YOUR ASSIGNMENT - Below are records; extract exactly the lines from the one with "Task: the component shall indicate the woman's hand" through the final line, including both, but drop the pictures.
▬▬▬▬▬▬▬▬▬▬
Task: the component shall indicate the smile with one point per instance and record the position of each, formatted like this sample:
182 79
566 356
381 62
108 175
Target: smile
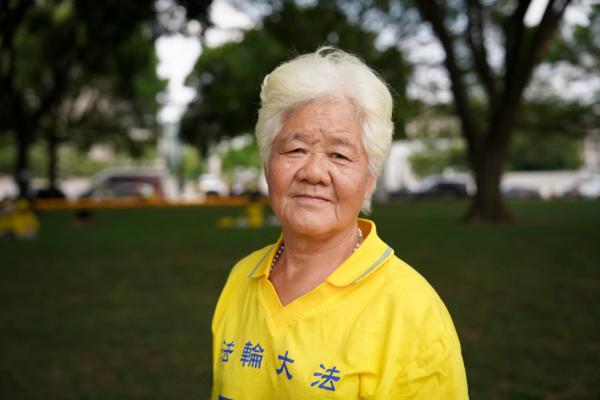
311 198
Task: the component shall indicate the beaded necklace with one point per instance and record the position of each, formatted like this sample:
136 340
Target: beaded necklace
277 255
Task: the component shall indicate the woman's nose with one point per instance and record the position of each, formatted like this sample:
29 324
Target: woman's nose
314 170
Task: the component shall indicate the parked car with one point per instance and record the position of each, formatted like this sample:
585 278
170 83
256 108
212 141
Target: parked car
440 187
212 185
587 186
127 183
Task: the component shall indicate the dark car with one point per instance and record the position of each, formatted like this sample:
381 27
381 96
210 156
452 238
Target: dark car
132 184
439 188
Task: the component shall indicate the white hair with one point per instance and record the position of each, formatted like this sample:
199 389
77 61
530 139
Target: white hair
328 73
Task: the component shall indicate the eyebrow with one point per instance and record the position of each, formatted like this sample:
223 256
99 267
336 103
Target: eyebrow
338 139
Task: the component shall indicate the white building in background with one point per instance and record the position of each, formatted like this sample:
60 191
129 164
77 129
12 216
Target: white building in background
591 151
397 172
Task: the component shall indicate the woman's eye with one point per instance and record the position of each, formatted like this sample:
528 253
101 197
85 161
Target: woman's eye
339 156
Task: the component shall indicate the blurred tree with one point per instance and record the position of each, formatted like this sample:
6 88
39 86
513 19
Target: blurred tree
228 77
67 65
465 31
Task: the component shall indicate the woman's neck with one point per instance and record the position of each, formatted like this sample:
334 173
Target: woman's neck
307 261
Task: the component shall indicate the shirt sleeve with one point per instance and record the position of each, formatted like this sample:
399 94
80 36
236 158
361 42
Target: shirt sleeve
437 372
427 363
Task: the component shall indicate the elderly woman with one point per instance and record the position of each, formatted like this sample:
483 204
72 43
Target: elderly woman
329 311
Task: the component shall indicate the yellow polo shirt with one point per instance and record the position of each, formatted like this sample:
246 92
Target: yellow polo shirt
375 329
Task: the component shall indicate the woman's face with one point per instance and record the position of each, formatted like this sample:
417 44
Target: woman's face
318 170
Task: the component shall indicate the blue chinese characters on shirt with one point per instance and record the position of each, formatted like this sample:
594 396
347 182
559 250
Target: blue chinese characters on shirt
252 357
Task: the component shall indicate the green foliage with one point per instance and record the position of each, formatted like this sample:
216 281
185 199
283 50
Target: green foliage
228 77
191 163
529 152
78 72
246 156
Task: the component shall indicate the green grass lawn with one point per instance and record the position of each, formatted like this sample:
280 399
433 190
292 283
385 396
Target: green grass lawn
121 308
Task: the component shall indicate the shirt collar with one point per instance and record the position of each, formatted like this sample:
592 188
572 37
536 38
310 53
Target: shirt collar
371 254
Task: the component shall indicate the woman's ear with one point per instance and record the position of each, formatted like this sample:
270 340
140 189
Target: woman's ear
371 181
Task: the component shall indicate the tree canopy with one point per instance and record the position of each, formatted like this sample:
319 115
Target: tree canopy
77 69
228 77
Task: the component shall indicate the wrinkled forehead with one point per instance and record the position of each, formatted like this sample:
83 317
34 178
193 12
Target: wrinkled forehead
332 119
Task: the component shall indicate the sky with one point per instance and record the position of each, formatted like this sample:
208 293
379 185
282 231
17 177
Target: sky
177 55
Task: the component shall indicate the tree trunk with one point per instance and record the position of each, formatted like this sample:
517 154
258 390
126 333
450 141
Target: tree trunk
488 204
22 172
52 143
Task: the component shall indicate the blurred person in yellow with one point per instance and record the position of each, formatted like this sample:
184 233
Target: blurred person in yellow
6 219
25 224
329 311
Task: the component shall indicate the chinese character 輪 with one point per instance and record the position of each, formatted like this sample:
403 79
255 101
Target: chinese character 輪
252 355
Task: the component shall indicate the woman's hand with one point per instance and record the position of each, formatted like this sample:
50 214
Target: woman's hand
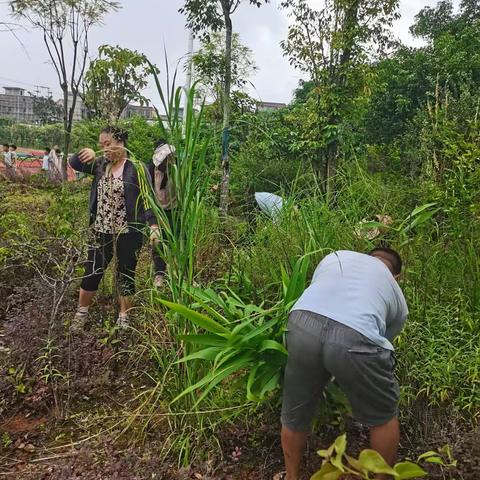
155 236
86 155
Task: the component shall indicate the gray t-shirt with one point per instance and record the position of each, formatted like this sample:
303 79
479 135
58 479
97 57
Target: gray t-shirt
359 291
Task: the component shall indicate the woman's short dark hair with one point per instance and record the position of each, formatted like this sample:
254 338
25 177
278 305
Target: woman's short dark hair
391 256
119 134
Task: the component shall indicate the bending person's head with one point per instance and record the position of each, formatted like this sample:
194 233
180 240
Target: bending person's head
390 258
▬▬▬▬▬▬▬▬▬▬
FINAL ANSWER -
Task: the component shall indicate the woman's hand with one point per instance and record the position of each, formatted like this sample:
50 214
Target: woman's hand
155 236
86 155
Task: the component shall indicate the gray t-shirt with one point per instance and record the position of each, formatted like this sample:
303 79
479 135
58 479
97 57
Target: gray t-shirt
359 291
Task: the component shall indicate the woman's short dark hair with one point per instance and record the position of each, formatted like this sample:
254 338
25 177
278 305
Target: woman's short dark hair
391 256
119 134
Task: the component shall indicate the bending person's head with one point per instance and record the position of each, formatted like this sample:
194 233
180 240
Target: bending person's head
390 258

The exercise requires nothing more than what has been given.